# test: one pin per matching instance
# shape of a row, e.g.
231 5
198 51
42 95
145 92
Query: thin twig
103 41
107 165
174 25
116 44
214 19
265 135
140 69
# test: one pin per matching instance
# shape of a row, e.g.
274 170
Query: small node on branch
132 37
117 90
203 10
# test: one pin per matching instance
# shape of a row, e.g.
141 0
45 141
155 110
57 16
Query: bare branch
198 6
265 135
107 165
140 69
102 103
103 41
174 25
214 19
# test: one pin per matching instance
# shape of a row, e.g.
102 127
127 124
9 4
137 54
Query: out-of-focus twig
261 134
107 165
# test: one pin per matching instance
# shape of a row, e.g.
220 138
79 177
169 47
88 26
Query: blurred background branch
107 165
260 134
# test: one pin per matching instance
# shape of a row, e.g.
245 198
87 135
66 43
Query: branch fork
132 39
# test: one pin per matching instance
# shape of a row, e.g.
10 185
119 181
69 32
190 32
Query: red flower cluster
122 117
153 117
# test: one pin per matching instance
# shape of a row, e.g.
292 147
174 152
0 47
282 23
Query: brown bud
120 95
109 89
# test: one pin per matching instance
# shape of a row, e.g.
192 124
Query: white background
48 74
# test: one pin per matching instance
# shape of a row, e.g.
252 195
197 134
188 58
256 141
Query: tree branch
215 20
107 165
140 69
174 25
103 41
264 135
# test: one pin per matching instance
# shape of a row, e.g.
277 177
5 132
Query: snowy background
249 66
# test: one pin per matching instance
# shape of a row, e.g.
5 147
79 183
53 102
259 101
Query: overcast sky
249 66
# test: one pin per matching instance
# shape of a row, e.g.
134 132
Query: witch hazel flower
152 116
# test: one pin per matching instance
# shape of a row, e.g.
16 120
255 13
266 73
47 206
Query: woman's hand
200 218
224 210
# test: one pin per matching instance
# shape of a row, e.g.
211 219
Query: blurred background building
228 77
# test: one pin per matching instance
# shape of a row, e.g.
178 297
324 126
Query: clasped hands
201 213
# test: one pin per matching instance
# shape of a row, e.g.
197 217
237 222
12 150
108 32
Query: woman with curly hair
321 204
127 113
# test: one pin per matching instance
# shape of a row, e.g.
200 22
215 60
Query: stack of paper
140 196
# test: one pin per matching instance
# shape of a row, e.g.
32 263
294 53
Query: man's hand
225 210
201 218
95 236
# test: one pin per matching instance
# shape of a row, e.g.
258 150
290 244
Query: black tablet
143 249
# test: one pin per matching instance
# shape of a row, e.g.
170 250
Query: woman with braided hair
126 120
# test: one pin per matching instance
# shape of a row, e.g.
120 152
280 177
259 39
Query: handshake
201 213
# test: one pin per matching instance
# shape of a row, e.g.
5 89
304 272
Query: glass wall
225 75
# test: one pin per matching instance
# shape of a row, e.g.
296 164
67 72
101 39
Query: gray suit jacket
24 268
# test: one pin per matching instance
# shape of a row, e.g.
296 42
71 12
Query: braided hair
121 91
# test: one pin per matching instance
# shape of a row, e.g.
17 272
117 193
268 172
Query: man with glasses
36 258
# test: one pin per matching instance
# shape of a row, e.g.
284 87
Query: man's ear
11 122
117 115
▬▬▬
■ **Brief**
Please copy every line of the material exactly.

■ **Completed task**
# test: one pin per matching instance
# shape of a row, e.g.
231 5
198 51
42 95
145 92
Query: thin twig
103 41
107 165
174 25
116 44
214 19
265 135
140 69
# test: one pin per matching instance
# shape of a row, e.g.
274 170
Query: small node on branch
132 37
117 90
203 10
# test: one pin per matching instance
# shape of a row, e.g.
141 0
45 141
155 110
57 16
Query: bare branch
198 6
265 135
107 165
140 69
102 103
103 41
174 25
214 19
# test: one pin per matching instance
# shape of a row, e.g.
102 127
127 124
9 4
137 54
Query: out-of-focus twig
261 134
107 165
# test: one pin per matching instance
# shape of a row, e.g.
220 138
79 177
169 47
88 26
Query: blurred background branch
107 165
260 134
# test: one pin per matching instance
# shape of a row, e.g.
245 198
87 135
66 43
Query: branch fork
132 39
# test: one pin per matching instance
# shape of a row, e.g.
10 185
119 181
69 32
190 32
Query: red flower cluster
122 117
153 117
# test: one pin per matching instance
# shape of a row, e.g.
292 147
174 152
0 47
282 23
Query: brown bud
120 95
109 89
# test: one pin per matching instance
# shape of a row, e.g.
192 124
Query: white background
48 74
# test: one pin per matching instance
# shape of a row, e.g.
252 195
197 134
188 58
256 141
Query: tree branch
215 20
107 165
140 69
174 25
103 41
264 135
# test: one pin per matching instance
# shape of a row, e.g.
277 177
5 132
Query: snowy background
249 66
# test: one pin per matching instance
# shape of a row, e.g.
5 147
79 183
53 102
259 101
Query: overcast sky
249 66
# test: one pin per matching instance
# shape of a row, e.g.
134 132
Query: witch hazel flower
152 116
# test: one pin per matching instance
# shape of a row, e.g.
16 120
255 13
266 73
47 206
Query: woman's hand
200 218
224 210
# test: one pin per matching instance
# shape of a row, e.g.
211 219
Query: blurred background building
228 77
# test: one pin per matching instance
# shape of a row, e.g.
178 297
324 126
Query: clasped hands
201 213
# test: one pin per matching instance
# shape of a row, e.g.
197 217
237 222
12 150
108 32
Query: woman with curly hair
321 204
127 113
# test: one pin per matching instance
# shape of a row, e.g.
200 22
215 60
Query: stack of paper
140 196
# test: one pin per matching instance
# shape of a row, e.g.
32 263
294 53
Query: man's hand
225 210
201 218
95 236
# test: one pin per matching instance
# shape of a row, e.g.
258 150
290 244
Query: black tablet
143 249
# test: one pin per matching instance
# shape of a row, e.g.
170 250
Query: woman with braided hair
126 120
# test: one pin per matching instance
# shape of a row, e.g.
120 152
280 177
259 39
Query: handshake
201 213
# test: one pin per matching instance
# shape of a row, e.g.
5 89
304 272
Query: glass wall
225 75
# test: one pin per matching instance
# shape of a row, e.g.
296 164
67 72
101 39
Query: gray suit jacket
24 268
# test: one pin per matching instance
# shape of a row, e.g.
296 42
71 12
Query: braided hair
121 91
# test: one pin per matching instance
# shape of a row, e.g.
17 272
117 193
268 172
Query: man with glasses
36 258
# test: one pin per matching instance
# shape of a row, e.g.
284 87
Query: man's ear
11 122
117 115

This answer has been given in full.